» Set problem 1: In the cherry shrimp thread, how long does one reply say cherry shrimp carry their eggs?
» Set problem 2: Reproduce the cherry shrimp thread word for word from "This was a week" to "the same place.".

» Text passage:
>>>>>
# Cherry breeding question



## dennis (Mar 1, 2004)

Well, I have these cherry shrimp see......wonderfullittle buggers. They live in the little 2.5 gollon on my desk and give me lits of distraction time when the posting on APC gets slow I started with 5 shrimp, one died almost immediatly but the other 4 have survived for almost 2 months. sadly, no little baby shrimps for Dennis;(well, upon closer inspection I believe they are all males so I picked up 2 more, one is definatley a female carrying eggs and the other looks exactly the same coloring wise, but no eggs. 

This was a week ago and still the one carries har eggs. Originally htey were small dark dots in the leggy things of the abdomen. Now they have developed into slightly larger yellow blobs in the same place. 

When can I expect my little friends to enter their aquatic lives? Whatis the gestation period for shrimps. The shrimp are housed with lots of java moss and one tiny rosy barb fry. I worry that the little shrimp will be consumed by the fry before they even get started but the fry is tiny, less than 1/4" overall. Do you think I should worry?

Thanks for your time


----------



## turtlehead (Nov 27, 2004)

Cherrys carry their eggs for 22 days, some don't hatch a some do, good luck! With hidding places most if not all fry will survive. I have two shrimps carrying right now.


----------



## stocker (Jun 15, 2004)

I think you have a good chance soon. I started with 7 shrimps, no idea which are male or female. In a week, I noticed 2 carry eggs. Less than a month later, I saw a really small shrimp, Another week later, I saw three!


----------



## dennis (Mar 1, 2004)

22 days huh... Any way of telling based on how the egs/female look as to how far along I am? Thanks for the help,btw


----------



## turtlehead (Nov 27, 2004)

the eggs gett bigger and yellower.


----------



## dennis (Mar 1, 2004)

but how far into the gestation period do the egs turn yellow?


----------



## turtlehead (Nov 27, 2004)

I'm not so sure myself, they usually dissaper for a few days-weeks after I see them like that and after a while I see fry and the shrimp again.


----------



## MatPat (Mar 22, 2004)

Try not to fret too much over the eggs. I'm sure they will hatch. I really can't give you any help as far as the gestation period but kinda like that old saying goes "a watched pot never boils!"
<<<<<
Location annotation dataset excerpts
>>>>>
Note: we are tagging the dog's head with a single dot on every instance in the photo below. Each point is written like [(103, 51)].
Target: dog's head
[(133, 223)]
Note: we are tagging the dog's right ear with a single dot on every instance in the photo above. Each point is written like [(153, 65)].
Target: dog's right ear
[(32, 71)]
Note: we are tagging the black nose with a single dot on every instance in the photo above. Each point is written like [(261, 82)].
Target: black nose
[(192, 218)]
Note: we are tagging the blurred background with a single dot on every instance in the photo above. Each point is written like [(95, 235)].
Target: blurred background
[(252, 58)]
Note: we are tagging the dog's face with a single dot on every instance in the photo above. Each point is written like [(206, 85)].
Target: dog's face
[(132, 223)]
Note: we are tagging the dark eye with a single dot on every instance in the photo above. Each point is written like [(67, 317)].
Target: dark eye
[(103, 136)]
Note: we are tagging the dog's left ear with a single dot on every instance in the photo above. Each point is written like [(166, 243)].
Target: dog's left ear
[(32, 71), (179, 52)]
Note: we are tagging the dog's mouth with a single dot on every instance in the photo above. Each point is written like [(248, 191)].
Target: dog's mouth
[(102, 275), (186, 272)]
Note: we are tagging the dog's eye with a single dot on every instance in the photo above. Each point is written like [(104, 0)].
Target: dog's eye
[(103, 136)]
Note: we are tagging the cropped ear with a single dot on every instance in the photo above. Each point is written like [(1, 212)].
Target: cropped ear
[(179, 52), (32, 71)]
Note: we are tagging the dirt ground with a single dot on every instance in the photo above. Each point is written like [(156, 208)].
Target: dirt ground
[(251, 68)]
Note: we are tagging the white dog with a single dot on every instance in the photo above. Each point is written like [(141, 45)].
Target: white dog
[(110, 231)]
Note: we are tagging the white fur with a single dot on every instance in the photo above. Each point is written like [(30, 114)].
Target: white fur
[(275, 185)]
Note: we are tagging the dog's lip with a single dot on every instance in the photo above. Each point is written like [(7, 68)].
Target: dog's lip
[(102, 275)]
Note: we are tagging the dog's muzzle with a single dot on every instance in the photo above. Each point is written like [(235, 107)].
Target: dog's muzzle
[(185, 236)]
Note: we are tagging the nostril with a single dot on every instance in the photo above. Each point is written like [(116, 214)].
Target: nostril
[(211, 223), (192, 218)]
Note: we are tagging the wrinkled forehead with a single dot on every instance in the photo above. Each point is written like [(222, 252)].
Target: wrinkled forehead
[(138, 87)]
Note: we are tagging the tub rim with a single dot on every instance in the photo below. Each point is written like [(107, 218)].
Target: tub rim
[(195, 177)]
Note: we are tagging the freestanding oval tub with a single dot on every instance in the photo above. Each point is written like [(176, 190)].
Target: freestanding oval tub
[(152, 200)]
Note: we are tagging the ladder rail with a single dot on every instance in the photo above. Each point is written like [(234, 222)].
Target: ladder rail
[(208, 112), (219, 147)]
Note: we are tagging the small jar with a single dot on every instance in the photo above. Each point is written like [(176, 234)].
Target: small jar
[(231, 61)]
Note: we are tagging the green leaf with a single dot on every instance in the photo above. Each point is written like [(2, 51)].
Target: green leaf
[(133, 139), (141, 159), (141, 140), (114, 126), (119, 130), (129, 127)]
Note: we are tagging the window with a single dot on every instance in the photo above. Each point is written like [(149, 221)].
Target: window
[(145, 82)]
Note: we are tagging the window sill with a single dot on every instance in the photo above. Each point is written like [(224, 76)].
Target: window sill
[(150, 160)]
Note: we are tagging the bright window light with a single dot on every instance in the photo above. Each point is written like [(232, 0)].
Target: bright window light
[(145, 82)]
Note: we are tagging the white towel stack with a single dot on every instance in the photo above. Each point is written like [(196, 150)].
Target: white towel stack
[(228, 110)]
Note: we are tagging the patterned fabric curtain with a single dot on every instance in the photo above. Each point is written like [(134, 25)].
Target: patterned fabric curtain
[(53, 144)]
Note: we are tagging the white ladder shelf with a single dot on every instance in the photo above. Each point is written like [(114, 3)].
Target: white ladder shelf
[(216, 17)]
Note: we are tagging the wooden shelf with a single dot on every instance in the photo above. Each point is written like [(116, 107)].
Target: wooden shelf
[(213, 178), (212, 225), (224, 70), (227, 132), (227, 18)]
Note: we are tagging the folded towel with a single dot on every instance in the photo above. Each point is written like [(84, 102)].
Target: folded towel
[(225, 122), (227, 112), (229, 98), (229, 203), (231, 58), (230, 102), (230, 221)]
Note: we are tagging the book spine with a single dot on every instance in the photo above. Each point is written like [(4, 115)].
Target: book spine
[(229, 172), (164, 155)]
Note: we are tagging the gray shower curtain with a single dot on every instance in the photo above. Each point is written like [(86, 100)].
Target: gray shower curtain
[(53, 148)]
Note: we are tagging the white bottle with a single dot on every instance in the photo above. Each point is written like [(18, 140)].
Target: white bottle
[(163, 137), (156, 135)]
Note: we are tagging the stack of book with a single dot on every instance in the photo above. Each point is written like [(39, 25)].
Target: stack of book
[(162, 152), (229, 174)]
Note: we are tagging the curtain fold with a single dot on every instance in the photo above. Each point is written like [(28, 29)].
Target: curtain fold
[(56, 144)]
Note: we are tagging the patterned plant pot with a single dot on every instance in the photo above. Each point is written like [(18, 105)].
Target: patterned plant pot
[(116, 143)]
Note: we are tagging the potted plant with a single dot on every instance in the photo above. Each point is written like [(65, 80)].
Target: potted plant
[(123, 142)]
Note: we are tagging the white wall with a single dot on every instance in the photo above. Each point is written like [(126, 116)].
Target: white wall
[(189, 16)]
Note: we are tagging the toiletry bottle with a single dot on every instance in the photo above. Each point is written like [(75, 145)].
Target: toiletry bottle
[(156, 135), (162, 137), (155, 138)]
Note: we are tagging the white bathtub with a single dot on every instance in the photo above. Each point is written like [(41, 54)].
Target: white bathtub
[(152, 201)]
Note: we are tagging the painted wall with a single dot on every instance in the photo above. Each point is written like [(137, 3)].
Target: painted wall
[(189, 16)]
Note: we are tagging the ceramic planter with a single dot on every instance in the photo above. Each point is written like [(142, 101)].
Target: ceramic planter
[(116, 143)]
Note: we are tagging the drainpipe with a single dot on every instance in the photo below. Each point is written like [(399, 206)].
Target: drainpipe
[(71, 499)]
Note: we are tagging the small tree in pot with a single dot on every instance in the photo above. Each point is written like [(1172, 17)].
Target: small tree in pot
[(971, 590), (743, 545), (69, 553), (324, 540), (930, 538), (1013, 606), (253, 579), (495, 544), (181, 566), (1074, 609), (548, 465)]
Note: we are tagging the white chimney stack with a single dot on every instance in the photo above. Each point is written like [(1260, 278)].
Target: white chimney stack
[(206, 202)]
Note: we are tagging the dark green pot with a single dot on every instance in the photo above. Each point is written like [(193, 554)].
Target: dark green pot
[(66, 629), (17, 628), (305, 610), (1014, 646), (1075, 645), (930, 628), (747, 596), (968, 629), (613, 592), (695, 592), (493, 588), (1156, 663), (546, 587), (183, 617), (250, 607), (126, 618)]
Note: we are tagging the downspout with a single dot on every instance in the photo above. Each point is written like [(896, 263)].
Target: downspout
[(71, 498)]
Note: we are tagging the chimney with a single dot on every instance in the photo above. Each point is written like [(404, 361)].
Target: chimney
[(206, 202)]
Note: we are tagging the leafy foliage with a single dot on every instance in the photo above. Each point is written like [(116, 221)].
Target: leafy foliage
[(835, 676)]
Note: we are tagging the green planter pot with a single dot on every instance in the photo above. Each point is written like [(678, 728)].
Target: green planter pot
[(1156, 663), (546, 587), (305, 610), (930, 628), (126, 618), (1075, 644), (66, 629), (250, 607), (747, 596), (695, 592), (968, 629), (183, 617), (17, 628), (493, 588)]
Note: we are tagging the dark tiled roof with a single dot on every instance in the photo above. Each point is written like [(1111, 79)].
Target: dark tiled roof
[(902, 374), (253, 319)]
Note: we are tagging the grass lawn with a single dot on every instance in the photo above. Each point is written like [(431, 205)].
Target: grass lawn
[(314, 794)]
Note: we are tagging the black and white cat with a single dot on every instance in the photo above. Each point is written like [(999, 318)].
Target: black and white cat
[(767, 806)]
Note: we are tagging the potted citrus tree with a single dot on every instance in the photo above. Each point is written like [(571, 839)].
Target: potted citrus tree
<<<<<
» Finished answer 1: 22 days.

» Finished answer 2:
This was a week ago and still the one carries har eggs. Originally htey were small dark dots in the leggy things of the abdomen. Now they have developed into slightly larger yellow blobs in the same place.